▶ TASKS TO PERFORM
**1.** Reproduce the part of the excerpt about Howard Unruh's death, starting at "The killer was" and ending at "his daughters’ hands.".
**2.** List every number that the excerpt about Howard Unruh's death spells out in words rather than digits.
**3.** Pick up the excerpt about Howard Unruh's death and the Atlanta heat wave right after its final sentence and keep writing.

▶ DOCUMENT SECTION
Howard Unruh outlived Charles by only six weeks. Unruh died of old age in a state nursing home on October 19, 2009, after spending the last sixty years of his life in an insane asylum. He was eighty-eight. His lawyer said he remained
lucid up to his last few days, but he never talked about the Cramer Hill massacre except to say that he was sorry children had died.
The killer was secretly buried in an unmarked grave beside his mother in Whiting, New Jersey, after a private funeral attended by only two relatives and a pastor. A few days later, a cemetery worker planted a small American flag in the fresh dirt, just as he did for all departed soldiers.
Charles Cohen’s suitcase, the repository of a life diverted by a madman, was never buried. It is safe in his daughters’ hands.
ATLANTA WAS BURNING
.
A suffocating heat wave had engulfed the city and simmered near 100°F (38°C) for days. The dead air, curdled humidity, and sunlight caroming like a white-hot blade off the modern high-rises made a killer hot spell even hotter.

Records contained in a dataset:
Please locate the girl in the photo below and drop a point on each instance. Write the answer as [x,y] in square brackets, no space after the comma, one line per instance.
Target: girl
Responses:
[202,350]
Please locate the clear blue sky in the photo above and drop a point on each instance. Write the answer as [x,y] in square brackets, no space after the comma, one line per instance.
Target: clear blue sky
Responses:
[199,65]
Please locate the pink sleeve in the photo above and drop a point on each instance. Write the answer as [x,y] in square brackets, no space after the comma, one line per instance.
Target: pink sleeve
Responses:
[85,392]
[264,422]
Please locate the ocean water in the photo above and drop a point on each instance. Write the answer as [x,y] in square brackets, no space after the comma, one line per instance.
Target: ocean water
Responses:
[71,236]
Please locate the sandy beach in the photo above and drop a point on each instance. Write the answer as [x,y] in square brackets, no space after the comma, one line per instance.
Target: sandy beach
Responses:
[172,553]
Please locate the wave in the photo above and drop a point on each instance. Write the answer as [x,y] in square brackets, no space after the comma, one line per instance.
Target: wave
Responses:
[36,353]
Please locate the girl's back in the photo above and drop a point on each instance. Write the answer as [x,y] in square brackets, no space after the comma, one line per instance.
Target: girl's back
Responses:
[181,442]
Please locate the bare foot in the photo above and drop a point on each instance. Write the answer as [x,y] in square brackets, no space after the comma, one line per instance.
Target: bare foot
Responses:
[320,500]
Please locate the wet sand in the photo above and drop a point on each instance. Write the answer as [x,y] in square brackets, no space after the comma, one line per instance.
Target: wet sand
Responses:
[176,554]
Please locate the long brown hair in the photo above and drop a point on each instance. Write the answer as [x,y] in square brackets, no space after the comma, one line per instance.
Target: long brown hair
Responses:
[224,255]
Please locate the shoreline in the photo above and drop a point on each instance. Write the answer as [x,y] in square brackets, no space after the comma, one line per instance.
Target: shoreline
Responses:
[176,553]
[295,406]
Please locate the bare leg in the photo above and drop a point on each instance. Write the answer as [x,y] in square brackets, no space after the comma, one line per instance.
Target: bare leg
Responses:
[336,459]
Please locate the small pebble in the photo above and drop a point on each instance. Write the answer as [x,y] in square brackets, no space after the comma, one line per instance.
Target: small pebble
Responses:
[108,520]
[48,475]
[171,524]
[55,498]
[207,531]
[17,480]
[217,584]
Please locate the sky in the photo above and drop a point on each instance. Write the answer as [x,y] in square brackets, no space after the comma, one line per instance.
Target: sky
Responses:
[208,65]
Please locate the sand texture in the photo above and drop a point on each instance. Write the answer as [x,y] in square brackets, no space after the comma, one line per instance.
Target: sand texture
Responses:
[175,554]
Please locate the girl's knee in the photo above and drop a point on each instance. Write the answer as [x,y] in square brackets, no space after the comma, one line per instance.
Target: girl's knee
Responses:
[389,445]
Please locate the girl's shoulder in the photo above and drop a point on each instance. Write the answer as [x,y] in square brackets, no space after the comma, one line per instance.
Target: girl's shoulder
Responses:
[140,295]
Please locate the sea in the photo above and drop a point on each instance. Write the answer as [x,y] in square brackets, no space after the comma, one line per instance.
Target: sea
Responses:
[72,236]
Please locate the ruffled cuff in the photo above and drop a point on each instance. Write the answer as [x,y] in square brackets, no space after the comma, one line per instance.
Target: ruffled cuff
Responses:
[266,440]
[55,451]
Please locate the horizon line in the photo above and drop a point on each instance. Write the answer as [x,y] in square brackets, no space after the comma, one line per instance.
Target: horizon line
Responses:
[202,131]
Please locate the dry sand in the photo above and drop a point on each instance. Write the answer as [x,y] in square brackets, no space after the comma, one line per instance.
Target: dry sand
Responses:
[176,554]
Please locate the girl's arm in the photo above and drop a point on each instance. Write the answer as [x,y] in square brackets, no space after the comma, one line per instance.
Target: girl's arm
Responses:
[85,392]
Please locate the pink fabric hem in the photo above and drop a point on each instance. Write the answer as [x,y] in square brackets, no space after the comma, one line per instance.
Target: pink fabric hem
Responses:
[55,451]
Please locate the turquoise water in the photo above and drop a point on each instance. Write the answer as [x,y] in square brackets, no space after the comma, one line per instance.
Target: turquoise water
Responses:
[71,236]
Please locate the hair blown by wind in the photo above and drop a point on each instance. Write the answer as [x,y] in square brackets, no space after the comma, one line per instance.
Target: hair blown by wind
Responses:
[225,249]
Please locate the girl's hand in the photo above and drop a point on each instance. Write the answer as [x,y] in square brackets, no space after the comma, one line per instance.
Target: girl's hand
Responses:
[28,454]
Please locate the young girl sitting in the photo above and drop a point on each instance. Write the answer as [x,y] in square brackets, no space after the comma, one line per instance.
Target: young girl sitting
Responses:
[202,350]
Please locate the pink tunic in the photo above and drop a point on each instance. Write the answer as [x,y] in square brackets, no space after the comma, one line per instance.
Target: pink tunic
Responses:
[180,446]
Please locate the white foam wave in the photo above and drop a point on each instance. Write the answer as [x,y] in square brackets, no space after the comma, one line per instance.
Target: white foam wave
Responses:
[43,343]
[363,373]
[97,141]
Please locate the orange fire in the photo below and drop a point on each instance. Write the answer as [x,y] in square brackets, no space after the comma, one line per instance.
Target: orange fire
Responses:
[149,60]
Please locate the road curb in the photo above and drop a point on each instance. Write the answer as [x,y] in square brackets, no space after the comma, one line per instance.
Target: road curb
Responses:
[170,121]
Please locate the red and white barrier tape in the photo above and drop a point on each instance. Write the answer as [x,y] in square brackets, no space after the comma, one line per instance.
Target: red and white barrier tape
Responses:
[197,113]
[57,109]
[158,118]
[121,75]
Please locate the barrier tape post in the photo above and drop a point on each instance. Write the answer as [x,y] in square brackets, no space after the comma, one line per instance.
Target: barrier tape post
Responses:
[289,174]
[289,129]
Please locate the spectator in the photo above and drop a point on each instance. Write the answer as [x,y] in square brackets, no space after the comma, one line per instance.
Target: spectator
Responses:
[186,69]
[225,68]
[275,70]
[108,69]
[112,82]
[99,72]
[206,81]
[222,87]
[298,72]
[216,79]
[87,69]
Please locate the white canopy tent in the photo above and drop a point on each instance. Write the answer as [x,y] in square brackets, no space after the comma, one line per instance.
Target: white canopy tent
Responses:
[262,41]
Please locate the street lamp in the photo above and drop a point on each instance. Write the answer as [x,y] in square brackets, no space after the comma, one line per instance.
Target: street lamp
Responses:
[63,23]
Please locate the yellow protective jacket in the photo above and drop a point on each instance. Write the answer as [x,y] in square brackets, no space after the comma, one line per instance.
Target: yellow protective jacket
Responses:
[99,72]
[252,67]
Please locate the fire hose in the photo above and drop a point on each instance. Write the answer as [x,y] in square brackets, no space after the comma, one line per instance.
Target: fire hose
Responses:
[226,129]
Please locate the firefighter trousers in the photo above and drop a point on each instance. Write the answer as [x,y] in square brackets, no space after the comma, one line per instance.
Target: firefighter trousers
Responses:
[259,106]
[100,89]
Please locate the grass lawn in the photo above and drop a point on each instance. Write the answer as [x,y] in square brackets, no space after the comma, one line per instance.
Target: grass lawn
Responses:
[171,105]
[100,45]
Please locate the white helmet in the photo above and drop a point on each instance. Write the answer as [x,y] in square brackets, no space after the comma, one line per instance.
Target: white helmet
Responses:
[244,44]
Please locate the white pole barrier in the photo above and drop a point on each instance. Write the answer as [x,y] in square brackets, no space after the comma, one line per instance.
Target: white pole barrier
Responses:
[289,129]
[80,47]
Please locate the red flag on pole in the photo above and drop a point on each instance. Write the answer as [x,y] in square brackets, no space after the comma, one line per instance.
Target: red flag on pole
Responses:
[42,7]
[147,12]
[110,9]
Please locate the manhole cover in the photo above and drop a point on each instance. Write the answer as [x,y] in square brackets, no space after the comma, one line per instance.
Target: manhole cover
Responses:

▶ RESULTS OF THE TASKS
**1.**
The killer was secretly buried in an unmarked grave beside his mother in Whiting, New Jersey, after a private funeral attended by only two relatives and a pastor. A few days later, a cemetery worker planted a small American flag in the fresh dirt, just as he did for all departed soldiers.
Charles Cohen’s suitcase, the repository of a life diverted by a madman, was never buried. It is safe in his daughters’ hands.

**2.** six, sixty, eighty-eight, two

**3.**
People were dying elsewhere, but in Atlanta’s elegant, air-conditioned Buckhead district, there was at least some comfort in the electric coolness of the upscale shops, chic clubs, and posh offices, separated from the deadly dangers outside by a barrier of reflective glass and steel.
But walls and windows couldn’t protect All-Tech Investment Group from storms in the stock market, and today was a bearish day. The NASDAQ was tanking; losses were mounting. The heat was rising on Wall Street, too.
So Brent Doonan, the twenty-three-year-old co-owner of All-Tech, wasn’t surprised to see his friend, a day trader named Mark Barton, push through the trading floor’s glass doors a little before 3 p.m. He was dressed in a comfortable red polo shirt, khaki shorts, and tennis shoes and was sweating. He was carrying a small duffel bag. Maybe he was here to pay a $30,000 shortfall in his account, Brent hoped. In any event, he was glad to see his buoyant, laid-back friend who drifted through life unfazed by the fact that on any given day he might win or lose ten thousand bucks gambling on the stock market.
BRENT DOONAN WASN’T SURPRISED TO SEE HIS FRIEND AND CUSTOMER MARK BARTON OUTSIDE THE CONFERENCE ROOM (AT RIGHT) ON JULY 29, 1999. “YOU’RE GONNA LOVE THIS,” HE TOLD DOONAN.
Courtesy of Brent Doonan
Barton motioned to Brent, who was making a sales pitch to a potential new day trader behind the glass walls of All-Tech’s conference room. Brent waved back but couldn’t walk away from a potential new customer.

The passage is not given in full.